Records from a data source
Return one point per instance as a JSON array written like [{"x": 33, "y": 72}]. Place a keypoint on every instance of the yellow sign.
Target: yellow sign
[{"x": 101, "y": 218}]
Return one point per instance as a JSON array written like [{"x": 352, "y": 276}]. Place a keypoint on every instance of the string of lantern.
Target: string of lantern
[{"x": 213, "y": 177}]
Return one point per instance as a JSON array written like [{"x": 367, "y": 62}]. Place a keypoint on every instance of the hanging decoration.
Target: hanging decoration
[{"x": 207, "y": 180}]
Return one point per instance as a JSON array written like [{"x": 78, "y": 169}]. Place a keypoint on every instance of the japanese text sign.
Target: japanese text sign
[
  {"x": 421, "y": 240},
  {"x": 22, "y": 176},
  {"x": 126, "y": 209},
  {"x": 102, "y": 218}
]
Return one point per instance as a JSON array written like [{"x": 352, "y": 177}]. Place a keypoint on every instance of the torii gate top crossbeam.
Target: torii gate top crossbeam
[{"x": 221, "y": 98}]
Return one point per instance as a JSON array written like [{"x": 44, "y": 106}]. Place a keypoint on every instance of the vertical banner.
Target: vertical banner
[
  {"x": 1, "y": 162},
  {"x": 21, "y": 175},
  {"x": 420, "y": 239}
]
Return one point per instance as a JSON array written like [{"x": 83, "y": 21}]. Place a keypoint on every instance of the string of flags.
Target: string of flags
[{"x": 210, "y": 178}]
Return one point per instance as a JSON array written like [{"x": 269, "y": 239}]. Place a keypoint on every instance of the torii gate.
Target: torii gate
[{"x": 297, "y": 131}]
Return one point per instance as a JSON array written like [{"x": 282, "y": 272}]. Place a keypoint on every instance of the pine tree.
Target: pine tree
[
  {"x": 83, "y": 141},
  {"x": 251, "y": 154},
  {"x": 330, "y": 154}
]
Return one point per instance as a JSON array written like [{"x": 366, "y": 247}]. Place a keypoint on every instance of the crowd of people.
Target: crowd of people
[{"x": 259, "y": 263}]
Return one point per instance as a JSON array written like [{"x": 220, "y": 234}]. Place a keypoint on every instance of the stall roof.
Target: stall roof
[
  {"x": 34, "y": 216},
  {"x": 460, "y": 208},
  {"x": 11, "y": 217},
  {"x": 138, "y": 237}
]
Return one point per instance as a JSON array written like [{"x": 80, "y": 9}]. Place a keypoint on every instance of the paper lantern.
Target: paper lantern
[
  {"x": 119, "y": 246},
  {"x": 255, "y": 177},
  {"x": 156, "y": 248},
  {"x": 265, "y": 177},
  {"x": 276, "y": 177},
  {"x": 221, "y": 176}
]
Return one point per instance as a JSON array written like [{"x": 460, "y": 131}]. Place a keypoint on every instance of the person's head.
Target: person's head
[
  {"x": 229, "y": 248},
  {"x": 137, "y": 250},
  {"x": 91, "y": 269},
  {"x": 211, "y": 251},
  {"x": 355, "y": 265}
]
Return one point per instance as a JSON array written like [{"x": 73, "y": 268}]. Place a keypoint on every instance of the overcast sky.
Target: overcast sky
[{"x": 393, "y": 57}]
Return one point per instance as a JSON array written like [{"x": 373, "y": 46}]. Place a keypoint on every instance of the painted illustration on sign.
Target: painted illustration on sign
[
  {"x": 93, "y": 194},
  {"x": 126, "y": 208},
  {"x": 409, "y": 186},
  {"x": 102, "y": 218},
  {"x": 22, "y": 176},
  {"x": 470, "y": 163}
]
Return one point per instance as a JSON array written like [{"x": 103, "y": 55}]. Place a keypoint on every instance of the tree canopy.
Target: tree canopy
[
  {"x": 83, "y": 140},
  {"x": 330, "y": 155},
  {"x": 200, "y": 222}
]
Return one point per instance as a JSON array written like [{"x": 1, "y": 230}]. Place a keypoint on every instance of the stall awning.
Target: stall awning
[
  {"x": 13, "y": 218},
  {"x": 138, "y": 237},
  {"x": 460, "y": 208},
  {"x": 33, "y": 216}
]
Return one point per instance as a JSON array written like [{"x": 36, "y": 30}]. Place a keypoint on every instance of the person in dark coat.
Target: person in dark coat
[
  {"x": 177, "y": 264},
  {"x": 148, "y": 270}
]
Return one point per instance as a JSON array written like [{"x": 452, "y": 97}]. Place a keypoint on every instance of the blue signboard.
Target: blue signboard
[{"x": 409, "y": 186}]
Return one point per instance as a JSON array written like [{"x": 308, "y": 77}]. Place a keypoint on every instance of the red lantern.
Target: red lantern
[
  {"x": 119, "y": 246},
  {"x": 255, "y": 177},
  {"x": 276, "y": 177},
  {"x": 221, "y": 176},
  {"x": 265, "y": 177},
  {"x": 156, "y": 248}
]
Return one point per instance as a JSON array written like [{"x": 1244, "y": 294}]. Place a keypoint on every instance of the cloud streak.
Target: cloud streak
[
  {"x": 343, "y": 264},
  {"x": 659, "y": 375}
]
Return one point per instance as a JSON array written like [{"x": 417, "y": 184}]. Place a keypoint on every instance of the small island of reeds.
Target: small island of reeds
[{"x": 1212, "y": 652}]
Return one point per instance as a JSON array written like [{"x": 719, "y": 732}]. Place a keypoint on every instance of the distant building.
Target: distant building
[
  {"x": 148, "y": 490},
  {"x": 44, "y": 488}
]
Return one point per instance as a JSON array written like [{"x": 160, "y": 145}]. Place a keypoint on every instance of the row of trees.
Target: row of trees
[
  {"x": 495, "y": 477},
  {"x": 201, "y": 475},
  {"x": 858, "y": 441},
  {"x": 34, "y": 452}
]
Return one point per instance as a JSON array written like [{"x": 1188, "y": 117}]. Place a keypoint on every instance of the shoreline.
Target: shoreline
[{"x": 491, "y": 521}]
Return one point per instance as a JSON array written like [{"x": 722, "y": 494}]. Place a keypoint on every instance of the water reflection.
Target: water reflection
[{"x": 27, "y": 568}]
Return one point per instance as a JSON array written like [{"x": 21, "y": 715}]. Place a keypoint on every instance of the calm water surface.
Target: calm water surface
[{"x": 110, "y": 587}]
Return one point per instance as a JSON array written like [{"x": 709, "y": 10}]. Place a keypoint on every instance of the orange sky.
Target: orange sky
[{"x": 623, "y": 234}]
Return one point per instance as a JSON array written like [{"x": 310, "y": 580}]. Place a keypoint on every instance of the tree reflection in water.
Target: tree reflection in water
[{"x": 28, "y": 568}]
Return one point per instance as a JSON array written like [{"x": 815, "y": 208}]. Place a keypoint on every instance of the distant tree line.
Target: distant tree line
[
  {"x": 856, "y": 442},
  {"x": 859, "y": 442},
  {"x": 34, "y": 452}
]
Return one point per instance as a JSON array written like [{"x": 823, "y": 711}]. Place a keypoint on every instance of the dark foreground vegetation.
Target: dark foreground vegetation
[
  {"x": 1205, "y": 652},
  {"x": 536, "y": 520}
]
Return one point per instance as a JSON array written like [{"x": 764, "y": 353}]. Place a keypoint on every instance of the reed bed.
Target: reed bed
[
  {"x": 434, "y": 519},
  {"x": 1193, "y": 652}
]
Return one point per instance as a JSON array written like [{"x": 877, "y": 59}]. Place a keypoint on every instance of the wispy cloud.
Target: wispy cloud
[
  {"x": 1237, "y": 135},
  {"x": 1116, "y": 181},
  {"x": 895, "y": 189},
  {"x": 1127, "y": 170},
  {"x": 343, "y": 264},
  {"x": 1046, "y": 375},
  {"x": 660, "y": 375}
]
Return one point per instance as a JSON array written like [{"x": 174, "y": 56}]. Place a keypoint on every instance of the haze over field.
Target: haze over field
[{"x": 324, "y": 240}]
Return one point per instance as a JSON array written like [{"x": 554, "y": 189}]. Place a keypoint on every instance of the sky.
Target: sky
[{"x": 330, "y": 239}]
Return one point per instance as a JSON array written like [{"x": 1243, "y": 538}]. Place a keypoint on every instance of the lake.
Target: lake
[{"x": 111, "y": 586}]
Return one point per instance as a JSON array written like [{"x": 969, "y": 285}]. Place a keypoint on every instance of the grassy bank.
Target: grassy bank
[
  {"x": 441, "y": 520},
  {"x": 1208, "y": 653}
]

_Exercise details_
Your output consists solely of the lines from the one with "the reed bed." through the last line, copied exactly.

_Exercise output_
Return one point per instance as a JSON array written like [{"x": 764, "y": 353}]. Place a keypoint on every instance of the reed bed.
Target: reed bed
[
  {"x": 434, "y": 519},
  {"x": 1193, "y": 652}
]
Return one point per instance as a JSON array written like [{"x": 877, "y": 59}]. Place a keypoint on every instance of the wispy cloud.
Target: wispy cloud
[
  {"x": 1237, "y": 135},
  {"x": 1116, "y": 181},
  {"x": 895, "y": 189},
  {"x": 1127, "y": 170},
  {"x": 343, "y": 264},
  {"x": 1046, "y": 375},
  {"x": 660, "y": 375}
]
Return one point per instance as a JSON array written like [{"x": 174, "y": 56}]. Place a keypoint on every instance of the haze over field.
Target: haze over field
[{"x": 324, "y": 240}]
Return one point per instance as a JSON array written like [{"x": 554, "y": 189}]. Place a keypoint on every instance of the sky.
Target: sky
[{"x": 330, "y": 239}]
Return one point per instance as a JSON array written like [{"x": 1243, "y": 538}]. Place a keypoint on every instance of the lake.
Target: lake
[{"x": 111, "y": 586}]
Return one point per instance as a JSON array written like [{"x": 969, "y": 285}]. Place a keypoint on every instance of the grassy bank.
Target: grassy bank
[
  {"x": 441, "y": 520},
  {"x": 1208, "y": 653}
]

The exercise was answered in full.